Data for the task START

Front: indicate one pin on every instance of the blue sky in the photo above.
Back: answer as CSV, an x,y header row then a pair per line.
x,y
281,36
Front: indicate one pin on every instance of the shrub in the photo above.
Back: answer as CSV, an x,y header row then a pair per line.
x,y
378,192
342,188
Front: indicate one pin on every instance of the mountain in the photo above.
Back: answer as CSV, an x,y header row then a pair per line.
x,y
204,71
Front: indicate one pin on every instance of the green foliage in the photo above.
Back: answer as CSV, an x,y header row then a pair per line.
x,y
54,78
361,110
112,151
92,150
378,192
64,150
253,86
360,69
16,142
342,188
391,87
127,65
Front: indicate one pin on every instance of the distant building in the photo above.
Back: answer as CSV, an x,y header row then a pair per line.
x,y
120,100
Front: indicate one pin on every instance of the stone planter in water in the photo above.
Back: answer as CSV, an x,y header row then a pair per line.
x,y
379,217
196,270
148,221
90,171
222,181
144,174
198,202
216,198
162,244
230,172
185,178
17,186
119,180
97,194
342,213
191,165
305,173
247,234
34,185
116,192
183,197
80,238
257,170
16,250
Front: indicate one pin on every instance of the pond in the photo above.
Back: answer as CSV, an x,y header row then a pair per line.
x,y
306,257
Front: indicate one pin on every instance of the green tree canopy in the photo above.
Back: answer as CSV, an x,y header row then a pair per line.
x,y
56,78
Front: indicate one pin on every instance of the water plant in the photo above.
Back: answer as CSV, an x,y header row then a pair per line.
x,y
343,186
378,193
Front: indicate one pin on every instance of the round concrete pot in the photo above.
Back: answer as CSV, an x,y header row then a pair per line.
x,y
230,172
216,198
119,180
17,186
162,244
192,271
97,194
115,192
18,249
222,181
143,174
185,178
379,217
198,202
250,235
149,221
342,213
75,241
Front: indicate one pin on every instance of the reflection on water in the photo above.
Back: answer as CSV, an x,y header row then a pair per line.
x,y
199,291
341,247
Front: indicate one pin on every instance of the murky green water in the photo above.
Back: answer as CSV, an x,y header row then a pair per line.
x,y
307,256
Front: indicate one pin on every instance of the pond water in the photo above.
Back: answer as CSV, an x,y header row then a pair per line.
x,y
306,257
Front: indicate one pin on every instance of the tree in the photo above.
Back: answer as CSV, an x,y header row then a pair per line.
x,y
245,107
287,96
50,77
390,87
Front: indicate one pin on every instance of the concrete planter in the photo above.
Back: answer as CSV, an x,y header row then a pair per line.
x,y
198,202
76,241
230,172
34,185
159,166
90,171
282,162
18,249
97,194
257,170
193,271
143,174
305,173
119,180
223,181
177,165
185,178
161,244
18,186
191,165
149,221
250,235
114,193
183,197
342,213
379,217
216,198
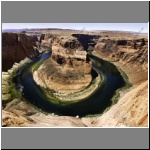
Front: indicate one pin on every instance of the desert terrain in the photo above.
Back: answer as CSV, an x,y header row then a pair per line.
x,y
127,51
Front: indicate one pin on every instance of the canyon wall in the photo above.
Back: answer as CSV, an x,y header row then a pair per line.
x,y
15,47
68,69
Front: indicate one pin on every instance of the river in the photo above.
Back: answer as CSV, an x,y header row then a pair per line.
x,y
94,104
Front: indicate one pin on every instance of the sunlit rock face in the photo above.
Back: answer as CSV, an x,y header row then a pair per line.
x,y
68,70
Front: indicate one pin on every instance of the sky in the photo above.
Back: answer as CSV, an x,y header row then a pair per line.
x,y
135,27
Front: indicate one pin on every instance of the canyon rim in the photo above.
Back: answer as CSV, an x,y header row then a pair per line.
x,y
61,78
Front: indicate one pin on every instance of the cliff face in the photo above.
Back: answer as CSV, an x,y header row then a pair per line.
x,y
15,48
68,70
128,51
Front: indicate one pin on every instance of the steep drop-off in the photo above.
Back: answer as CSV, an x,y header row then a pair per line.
x,y
68,70
15,47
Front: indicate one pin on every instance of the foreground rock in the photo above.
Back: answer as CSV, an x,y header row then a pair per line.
x,y
131,110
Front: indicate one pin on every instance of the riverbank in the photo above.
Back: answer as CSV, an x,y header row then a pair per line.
x,y
131,110
9,90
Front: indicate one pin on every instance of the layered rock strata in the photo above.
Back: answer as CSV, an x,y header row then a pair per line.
x,y
68,70
16,47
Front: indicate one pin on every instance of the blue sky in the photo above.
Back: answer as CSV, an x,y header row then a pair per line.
x,y
79,26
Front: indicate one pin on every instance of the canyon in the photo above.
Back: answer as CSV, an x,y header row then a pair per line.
x,y
69,70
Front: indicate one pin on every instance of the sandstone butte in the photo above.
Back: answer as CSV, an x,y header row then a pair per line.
x,y
123,49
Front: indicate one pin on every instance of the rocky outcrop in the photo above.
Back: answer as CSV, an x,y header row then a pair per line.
x,y
16,47
8,87
70,70
127,51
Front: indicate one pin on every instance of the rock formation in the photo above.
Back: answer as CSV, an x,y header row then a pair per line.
x,y
128,51
15,47
68,70
68,54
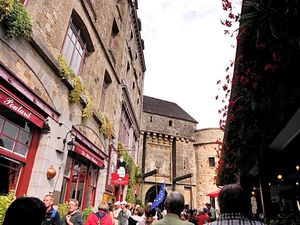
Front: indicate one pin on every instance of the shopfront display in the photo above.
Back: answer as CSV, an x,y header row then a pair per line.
x,y
16,135
81,176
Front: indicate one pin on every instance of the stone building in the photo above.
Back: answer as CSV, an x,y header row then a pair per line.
x,y
174,152
51,120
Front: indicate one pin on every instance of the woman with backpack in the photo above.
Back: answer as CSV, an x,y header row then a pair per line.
x,y
101,217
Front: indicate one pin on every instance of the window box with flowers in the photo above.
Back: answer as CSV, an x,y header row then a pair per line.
x,y
15,19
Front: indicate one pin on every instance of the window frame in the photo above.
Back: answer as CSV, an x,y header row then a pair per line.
x,y
70,45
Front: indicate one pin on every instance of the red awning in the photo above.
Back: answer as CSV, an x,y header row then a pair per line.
x,y
15,104
88,155
213,194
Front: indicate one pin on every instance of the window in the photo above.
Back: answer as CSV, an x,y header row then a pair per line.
x,y
74,48
114,34
211,161
128,67
80,181
15,133
77,43
106,82
124,128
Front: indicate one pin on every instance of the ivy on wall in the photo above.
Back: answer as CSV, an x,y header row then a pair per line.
x,y
105,127
16,21
78,89
132,169
5,201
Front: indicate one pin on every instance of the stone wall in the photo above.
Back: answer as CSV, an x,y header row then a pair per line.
x,y
35,64
205,147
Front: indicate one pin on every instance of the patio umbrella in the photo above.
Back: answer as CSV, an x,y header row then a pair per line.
x,y
213,194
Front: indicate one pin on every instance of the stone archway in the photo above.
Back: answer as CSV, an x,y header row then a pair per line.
x,y
151,194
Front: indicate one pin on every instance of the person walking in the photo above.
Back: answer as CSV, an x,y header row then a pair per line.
x,y
211,212
25,210
138,216
234,207
174,204
74,216
116,211
52,216
101,217
124,214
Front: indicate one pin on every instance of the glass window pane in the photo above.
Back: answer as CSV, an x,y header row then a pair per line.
x,y
10,130
68,50
21,149
24,137
9,175
76,62
63,193
68,167
89,197
7,143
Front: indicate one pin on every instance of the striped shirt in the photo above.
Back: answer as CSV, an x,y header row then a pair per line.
x,y
235,219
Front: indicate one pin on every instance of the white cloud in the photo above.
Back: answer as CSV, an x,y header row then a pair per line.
x,y
186,53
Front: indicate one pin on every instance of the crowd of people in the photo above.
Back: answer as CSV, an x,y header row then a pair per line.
x,y
232,202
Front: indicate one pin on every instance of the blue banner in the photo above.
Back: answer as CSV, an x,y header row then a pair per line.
x,y
160,197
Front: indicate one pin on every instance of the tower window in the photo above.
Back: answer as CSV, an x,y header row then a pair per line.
x,y
211,161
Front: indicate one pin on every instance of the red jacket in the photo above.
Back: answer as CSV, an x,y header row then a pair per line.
x,y
93,219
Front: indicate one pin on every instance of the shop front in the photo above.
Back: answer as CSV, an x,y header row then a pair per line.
x,y
81,173
20,128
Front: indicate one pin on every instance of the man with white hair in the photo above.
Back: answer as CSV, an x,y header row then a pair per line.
x,y
174,204
124,214
116,212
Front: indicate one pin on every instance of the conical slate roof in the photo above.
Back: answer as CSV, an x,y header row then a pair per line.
x,y
165,108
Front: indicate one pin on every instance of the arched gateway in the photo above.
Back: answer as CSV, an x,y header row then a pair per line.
x,y
151,194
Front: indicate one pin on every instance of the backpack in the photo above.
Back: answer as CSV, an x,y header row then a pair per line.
x,y
100,215
53,214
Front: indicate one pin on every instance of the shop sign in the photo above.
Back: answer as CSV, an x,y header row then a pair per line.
x,y
13,103
88,155
117,180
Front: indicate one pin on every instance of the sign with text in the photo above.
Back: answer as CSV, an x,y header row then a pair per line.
x,y
88,155
16,105
117,180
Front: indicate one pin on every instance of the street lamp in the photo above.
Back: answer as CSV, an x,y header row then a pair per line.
x,y
71,143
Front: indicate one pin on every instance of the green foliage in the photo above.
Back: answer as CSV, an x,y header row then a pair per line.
x,y
74,95
132,169
6,6
105,127
291,219
78,90
87,111
17,23
65,70
5,201
63,209
86,212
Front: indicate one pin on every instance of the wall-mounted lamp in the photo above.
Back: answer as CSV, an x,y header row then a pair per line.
x,y
279,177
71,143
51,172
46,128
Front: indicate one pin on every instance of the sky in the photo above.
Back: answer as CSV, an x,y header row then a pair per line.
x,y
186,53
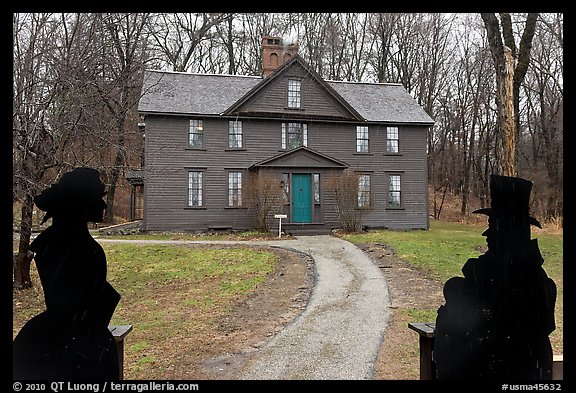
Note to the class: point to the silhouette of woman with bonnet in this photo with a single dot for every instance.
(496, 321)
(70, 339)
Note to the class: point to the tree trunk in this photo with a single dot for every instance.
(507, 115)
(23, 260)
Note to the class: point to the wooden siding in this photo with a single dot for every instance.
(168, 160)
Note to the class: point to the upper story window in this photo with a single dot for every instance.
(235, 134)
(394, 192)
(364, 191)
(235, 189)
(392, 140)
(195, 188)
(362, 139)
(196, 134)
(294, 135)
(293, 93)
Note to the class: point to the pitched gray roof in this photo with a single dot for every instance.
(184, 93)
(382, 102)
(212, 94)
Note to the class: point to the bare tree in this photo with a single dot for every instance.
(177, 35)
(120, 84)
(35, 132)
(511, 64)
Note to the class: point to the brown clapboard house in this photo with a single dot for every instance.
(204, 135)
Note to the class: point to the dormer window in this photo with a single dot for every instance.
(293, 93)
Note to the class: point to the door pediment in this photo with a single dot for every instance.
(301, 157)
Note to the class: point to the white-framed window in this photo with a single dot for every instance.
(286, 188)
(196, 134)
(234, 189)
(195, 188)
(362, 139)
(294, 135)
(392, 145)
(235, 134)
(364, 190)
(316, 183)
(394, 191)
(294, 93)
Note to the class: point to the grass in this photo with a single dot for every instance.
(170, 294)
(442, 251)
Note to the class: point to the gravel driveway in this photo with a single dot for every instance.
(339, 333)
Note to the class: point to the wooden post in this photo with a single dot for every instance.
(120, 332)
(425, 331)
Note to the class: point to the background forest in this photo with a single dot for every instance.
(77, 80)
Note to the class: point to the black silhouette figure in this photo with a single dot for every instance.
(496, 321)
(70, 340)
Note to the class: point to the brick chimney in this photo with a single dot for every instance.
(275, 52)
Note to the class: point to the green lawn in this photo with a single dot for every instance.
(442, 251)
(170, 294)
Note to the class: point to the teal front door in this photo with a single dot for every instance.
(301, 198)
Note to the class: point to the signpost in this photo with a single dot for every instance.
(280, 217)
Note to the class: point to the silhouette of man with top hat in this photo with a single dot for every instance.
(70, 339)
(496, 320)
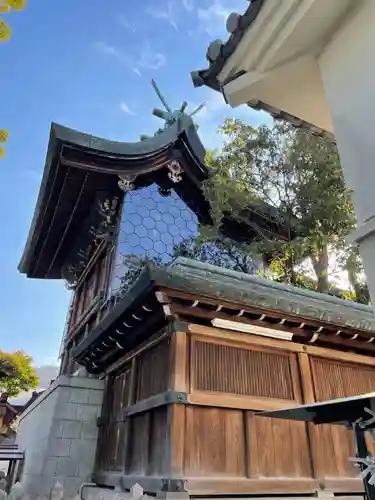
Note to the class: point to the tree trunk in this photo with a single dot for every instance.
(320, 264)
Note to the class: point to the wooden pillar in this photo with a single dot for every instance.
(177, 412)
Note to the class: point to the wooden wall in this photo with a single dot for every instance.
(213, 439)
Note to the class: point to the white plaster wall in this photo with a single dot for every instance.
(59, 435)
(348, 72)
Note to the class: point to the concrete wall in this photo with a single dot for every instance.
(59, 435)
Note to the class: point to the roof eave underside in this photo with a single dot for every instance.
(121, 158)
(210, 285)
(209, 77)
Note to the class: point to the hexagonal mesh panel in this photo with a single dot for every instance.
(152, 226)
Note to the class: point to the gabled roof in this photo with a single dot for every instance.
(197, 292)
(82, 171)
(82, 174)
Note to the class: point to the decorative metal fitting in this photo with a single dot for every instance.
(175, 171)
(126, 182)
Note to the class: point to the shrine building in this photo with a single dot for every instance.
(165, 359)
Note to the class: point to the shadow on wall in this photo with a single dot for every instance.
(46, 374)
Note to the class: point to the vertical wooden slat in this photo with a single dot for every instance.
(306, 378)
(176, 445)
(130, 399)
(178, 365)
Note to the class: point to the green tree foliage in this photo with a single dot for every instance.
(17, 373)
(298, 174)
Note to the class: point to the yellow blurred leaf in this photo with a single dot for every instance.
(16, 4)
(5, 31)
(3, 135)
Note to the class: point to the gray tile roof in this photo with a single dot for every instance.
(209, 76)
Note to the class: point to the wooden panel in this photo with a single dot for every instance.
(112, 434)
(139, 439)
(332, 445)
(215, 442)
(333, 379)
(247, 339)
(158, 442)
(277, 448)
(153, 371)
(242, 371)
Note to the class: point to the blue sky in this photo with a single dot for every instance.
(87, 64)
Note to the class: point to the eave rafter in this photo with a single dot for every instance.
(162, 305)
(190, 307)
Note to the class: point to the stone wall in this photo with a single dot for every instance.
(59, 435)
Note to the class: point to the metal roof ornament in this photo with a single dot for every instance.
(233, 22)
(171, 116)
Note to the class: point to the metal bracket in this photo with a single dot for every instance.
(163, 399)
(173, 485)
(126, 182)
(101, 421)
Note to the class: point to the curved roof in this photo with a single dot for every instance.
(82, 174)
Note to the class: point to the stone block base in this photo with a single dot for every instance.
(59, 435)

Data for the task END

■ Your assignment
Report every line of the records that contains the word "pond".

■ Solution for this exercise
Front: indicate one pin on every instance of the pond in the photo above.
Front: indicate one pin on every instance of the pond water in the photo above.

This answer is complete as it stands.